[Data entries]
========================================

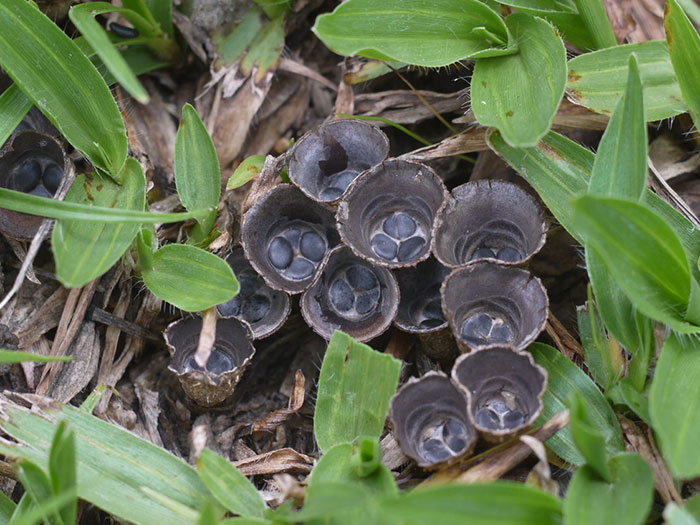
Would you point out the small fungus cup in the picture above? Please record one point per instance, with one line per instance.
(505, 389)
(388, 214)
(487, 303)
(430, 421)
(232, 353)
(351, 295)
(489, 219)
(287, 237)
(327, 159)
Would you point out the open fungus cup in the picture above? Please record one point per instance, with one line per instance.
(287, 237)
(430, 421)
(388, 214)
(487, 303)
(263, 308)
(505, 389)
(34, 163)
(420, 308)
(351, 295)
(489, 219)
(327, 159)
(230, 356)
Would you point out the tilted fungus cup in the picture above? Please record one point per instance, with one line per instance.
(263, 308)
(287, 237)
(326, 160)
(487, 303)
(430, 421)
(505, 388)
(351, 295)
(420, 308)
(489, 219)
(388, 214)
(230, 356)
(33, 163)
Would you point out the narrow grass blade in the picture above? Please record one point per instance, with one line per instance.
(625, 500)
(684, 45)
(620, 167)
(355, 386)
(673, 401)
(85, 250)
(519, 94)
(62, 83)
(565, 377)
(419, 32)
(190, 278)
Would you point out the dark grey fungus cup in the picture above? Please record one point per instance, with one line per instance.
(487, 304)
(327, 159)
(430, 421)
(388, 213)
(262, 307)
(489, 219)
(230, 356)
(505, 388)
(34, 163)
(420, 309)
(351, 295)
(287, 237)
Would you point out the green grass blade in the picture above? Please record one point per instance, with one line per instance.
(190, 278)
(684, 46)
(620, 167)
(83, 16)
(519, 94)
(598, 79)
(674, 401)
(420, 32)
(197, 171)
(53, 209)
(85, 250)
(62, 83)
(355, 386)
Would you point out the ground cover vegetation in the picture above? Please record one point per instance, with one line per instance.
(413, 261)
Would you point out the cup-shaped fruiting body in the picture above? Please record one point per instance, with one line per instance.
(387, 215)
(351, 295)
(487, 304)
(420, 309)
(262, 307)
(505, 388)
(33, 163)
(326, 160)
(287, 237)
(489, 219)
(230, 356)
(430, 421)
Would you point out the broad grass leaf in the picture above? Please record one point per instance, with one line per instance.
(624, 501)
(83, 16)
(684, 46)
(354, 389)
(85, 250)
(231, 488)
(190, 278)
(674, 401)
(113, 465)
(519, 94)
(62, 83)
(197, 171)
(620, 166)
(488, 504)
(643, 254)
(598, 79)
(565, 377)
(419, 32)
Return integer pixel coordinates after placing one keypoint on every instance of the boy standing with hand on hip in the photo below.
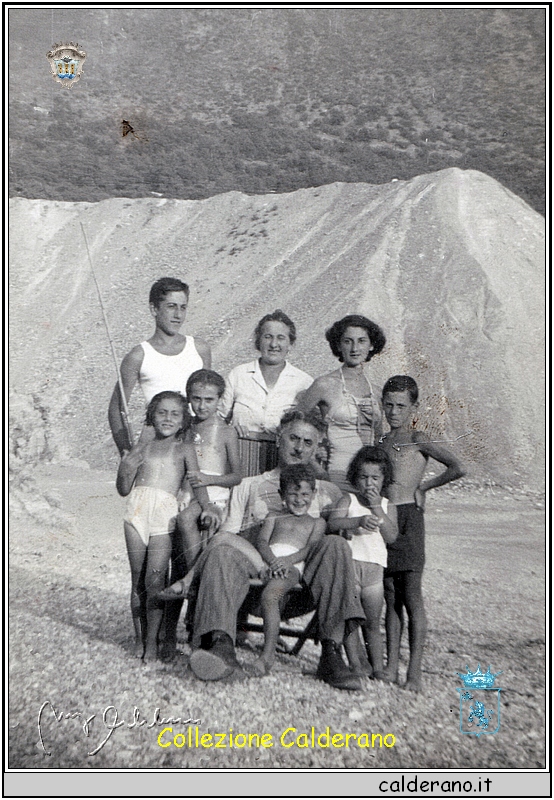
(409, 451)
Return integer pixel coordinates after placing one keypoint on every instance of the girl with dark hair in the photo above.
(257, 394)
(345, 397)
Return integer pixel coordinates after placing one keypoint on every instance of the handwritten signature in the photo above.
(110, 722)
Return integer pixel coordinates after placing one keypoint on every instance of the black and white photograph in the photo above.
(276, 353)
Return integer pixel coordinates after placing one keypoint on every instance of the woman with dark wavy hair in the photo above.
(349, 403)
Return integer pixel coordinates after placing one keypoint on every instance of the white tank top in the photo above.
(161, 373)
(368, 547)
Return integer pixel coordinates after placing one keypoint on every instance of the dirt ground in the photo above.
(70, 639)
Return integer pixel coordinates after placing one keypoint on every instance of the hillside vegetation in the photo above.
(275, 99)
(450, 264)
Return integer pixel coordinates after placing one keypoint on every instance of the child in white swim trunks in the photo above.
(284, 542)
(217, 450)
(368, 521)
(151, 475)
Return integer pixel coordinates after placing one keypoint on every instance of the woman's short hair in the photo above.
(312, 418)
(336, 331)
(165, 286)
(275, 316)
(167, 395)
(370, 455)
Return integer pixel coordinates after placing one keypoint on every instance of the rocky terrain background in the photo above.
(450, 264)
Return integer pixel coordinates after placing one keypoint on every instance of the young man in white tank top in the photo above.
(165, 361)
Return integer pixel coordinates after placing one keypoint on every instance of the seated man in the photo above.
(223, 571)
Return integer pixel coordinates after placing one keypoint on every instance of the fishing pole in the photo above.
(123, 408)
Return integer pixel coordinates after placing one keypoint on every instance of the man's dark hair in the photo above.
(375, 333)
(167, 395)
(163, 287)
(206, 377)
(275, 316)
(313, 418)
(293, 474)
(370, 455)
(402, 383)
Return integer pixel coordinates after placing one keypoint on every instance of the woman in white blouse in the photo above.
(258, 393)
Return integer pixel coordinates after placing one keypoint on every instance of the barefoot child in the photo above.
(369, 523)
(284, 542)
(217, 451)
(161, 363)
(409, 451)
(152, 474)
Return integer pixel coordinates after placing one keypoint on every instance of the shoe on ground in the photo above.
(218, 662)
(333, 670)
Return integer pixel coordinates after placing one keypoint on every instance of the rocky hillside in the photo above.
(449, 263)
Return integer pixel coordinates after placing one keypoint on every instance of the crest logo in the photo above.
(66, 63)
(479, 702)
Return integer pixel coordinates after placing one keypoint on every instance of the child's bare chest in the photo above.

========================================

> _Instructions to follow_
Please output all of the entries above exactly, but without any picture.

> _Exercise output_
Would you point out the small fungus cup in the picture above? Please record one point per instance, with one line per instance.
(505, 389)
(388, 214)
(487, 303)
(430, 421)
(232, 353)
(351, 295)
(489, 219)
(287, 237)
(327, 159)
Would you point out the open fungus cup in the picture above? Please record one point per instance, with one line per instance.
(287, 237)
(430, 421)
(388, 214)
(487, 303)
(263, 308)
(505, 389)
(34, 163)
(420, 308)
(351, 295)
(489, 219)
(327, 159)
(230, 356)
Would you point out the tilted fungus cup in the picture above? Please record one point per instance, with one line per instance.
(263, 308)
(287, 237)
(326, 160)
(487, 303)
(430, 421)
(505, 388)
(351, 295)
(420, 308)
(489, 219)
(388, 214)
(230, 356)
(33, 163)
Would you point out the narrow grass blade in the picture above? Please record one point per instance, with one line per instance.
(625, 500)
(684, 45)
(620, 167)
(355, 386)
(673, 401)
(85, 250)
(519, 94)
(62, 83)
(565, 377)
(419, 32)
(190, 278)
Would you point out the dark grey fungus cup in the picture above? Please record one point per instance, with one line per instance.
(487, 304)
(327, 159)
(430, 421)
(388, 213)
(262, 307)
(489, 219)
(230, 356)
(505, 388)
(34, 163)
(420, 309)
(351, 295)
(287, 237)
Would you point out the green grass blade in the picture above? Please record one point per instance, with one line per instance.
(190, 278)
(684, 46)
(620, 167)
(83, 16)
(519, 94)
(598, 79)
(674, 401)
(420, 32)
(197, 171)
(53, 209)
(85, 250)
(62, 83)
(355, 386)
Would you point out the ground cover vegetation in the picture above? Please record one point per instance, with one line per instance.
(413, 261)
Would you point out the cup-shaped fruiting body in the picture above? Please record one point per instance, with one line per instance.
(387, 215)
(351, 295)
(487, 304)
(420, 309)
(262, 307)
(505, 388)
(33, 163)
(326, 160)
(287, 237)
(489, 219)
(230, 356)
(430, 421)
Would you point out the broad grass leaf in the picture above? Please record one point per instance, with one line per instance.
(624, 501)
(83, 16)
(684, 46)
(354, 389)
(85, 250)
(231, 488)
(190, 278)
(674, 401)
(113, 465)
(519, 94)
(62, 83)
(197, 171)
(620, 166)
(488, 504)
(643, 254)
(598, 79)
(565, 377)
(419, 32)
Return integer pixel coordinates after placing one keypoint on every instance of the boy standing with hand on hip in the photo below.
(409, 451)
Return integer pixel coordinates after placing one keypoint on every instance of the girl with dark hair in the photo above.
(257, 394)
(345, 397)
Return integer pixel coordinates after placing one keypoint on every instance of the handwritten signature in the photo above.
(110, 722)
Return integer pixel coordinates after placing one keypoint on every instance of the black and white photograph in the photo above.
(276, 353)
Return integer pixel coordinates after placing one keypoint on every instance of the woman with dark wavy hair in the photo above.
(349, 403)
Return integer pixel coordinates after placing one keypoint on every instance of the white tank top in the photo above.
(161, 373)
(368, 547)
Return integer pixel coordinates after placing one keypoint on every instance of the dirt ground in the photo above.
(70, 639)
Return integer pixel coordinates after placing one keypoint on every instance of the hillside vegetation in the photo above.
(275, 99)
(450, 264)
Return integer pixel coordinates after placing one keypoint on every instance of the child in white swim trunks in the photo above.
(284, 542)
(217, 450)
(368, 521)
(151, 475)
Return integer pixel coordinates after placing one keypoint on every instance of the woman's short hair in the photo above.
(312, 418)
(336, 331)
(165, 286)
(275, 316)
(167, 395)
(370, 455)
Return integer pixel coordinates after placing one keypoint on every instance of the rocky terrain background in the photo above.
(450, 264)
Return integer pixel coordinates after placing one keypoint on every instance of the young man in white tank top in the photo above.
(165, 361)
Return integer pixel coordinates after placing one keypoint on every instance of the seated man in the photo above.
(223, 571)
Return integer pixel coordinates after placing one keypoint on every instance of the fishing pole in the photo above.
(123, 408)
Return integer pixel coordinates after placing one keypoint on every instance of the man's dark hair in the photo above.
(375, 333)
(167, 395)
(163, 287)
(206, 377)
(275, 316)
(313, 418)
(293, 474)
(370, 455)
(402, 383)
Return integer pixel coordinates after placing one keypoint on every instance of the woman in white blouse in the photo above.
(258, 393)
Return integer pixel coordinates after placing one keypoint on every instance of the barefoot child in the photo above.
(369, 523)
(284, 542)
(217, 451)
(161, 363)
(409, 451)
(152, 474)
Return integer pixel coordinates after placing one keypoint on every instance of the shoe on ground in the photo above.
(218, 662)
(333, 670)
Return integer pixel coordinates after placing one keypoint on every instance of the rocky hillside in the photo above.
(449, 263)
Return integer pixel coordinates after placing one keypoint on every instance of the crest logo in the photo above.
(66, 63)
(479, 702)
Return integer pixel coordinates after placing one keypoint on every instance of the child's bare chest in the photo above.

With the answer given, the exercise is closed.